• **Set task**
Find every line in the entries below that contains the word "Dataset", with matching case, and copy each of those lines.

(Stored entries)
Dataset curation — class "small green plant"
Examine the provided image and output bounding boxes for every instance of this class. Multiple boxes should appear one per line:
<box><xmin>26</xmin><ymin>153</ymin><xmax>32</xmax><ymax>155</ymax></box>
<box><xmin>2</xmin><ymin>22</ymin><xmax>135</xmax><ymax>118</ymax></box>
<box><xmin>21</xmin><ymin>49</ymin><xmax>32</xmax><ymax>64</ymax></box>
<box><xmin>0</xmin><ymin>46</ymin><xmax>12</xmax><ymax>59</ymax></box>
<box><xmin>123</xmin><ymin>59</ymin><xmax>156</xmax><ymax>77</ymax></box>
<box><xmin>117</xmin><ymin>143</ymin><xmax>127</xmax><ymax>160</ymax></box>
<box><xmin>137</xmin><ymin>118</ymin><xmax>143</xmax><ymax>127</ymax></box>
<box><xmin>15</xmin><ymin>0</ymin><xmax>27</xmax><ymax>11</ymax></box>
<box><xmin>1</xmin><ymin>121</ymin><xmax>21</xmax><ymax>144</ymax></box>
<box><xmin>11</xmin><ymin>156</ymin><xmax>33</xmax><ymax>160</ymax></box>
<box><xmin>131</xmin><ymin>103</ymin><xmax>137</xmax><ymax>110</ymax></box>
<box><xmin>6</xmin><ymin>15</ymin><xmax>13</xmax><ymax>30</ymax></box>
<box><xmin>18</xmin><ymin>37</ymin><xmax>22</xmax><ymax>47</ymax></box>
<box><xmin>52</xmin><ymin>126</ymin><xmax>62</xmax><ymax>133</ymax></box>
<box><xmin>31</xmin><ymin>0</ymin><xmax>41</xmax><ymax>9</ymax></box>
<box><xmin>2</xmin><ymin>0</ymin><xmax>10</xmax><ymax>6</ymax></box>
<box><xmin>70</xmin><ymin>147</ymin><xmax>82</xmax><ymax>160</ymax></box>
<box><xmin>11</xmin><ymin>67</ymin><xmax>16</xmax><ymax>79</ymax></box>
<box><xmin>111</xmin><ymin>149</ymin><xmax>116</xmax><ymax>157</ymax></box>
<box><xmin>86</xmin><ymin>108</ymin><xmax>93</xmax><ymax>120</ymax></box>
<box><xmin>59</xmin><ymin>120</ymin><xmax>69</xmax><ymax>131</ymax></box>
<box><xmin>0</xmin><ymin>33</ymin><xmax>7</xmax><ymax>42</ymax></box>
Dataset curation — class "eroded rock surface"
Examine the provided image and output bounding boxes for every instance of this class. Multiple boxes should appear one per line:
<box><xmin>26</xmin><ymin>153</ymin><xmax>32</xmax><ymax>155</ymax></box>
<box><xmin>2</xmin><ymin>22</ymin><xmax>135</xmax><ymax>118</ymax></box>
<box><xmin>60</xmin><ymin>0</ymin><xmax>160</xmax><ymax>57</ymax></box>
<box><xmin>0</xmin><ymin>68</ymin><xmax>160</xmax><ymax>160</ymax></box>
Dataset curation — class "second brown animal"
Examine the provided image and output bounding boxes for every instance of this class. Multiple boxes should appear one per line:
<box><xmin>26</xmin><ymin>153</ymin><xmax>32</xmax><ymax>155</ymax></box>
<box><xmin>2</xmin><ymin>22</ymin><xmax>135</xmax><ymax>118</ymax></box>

• **Full response**
Dataset curation — class "small green plant"
Dataset curation — class "eroded rock surface"
Dataset curation — class "second brown animal"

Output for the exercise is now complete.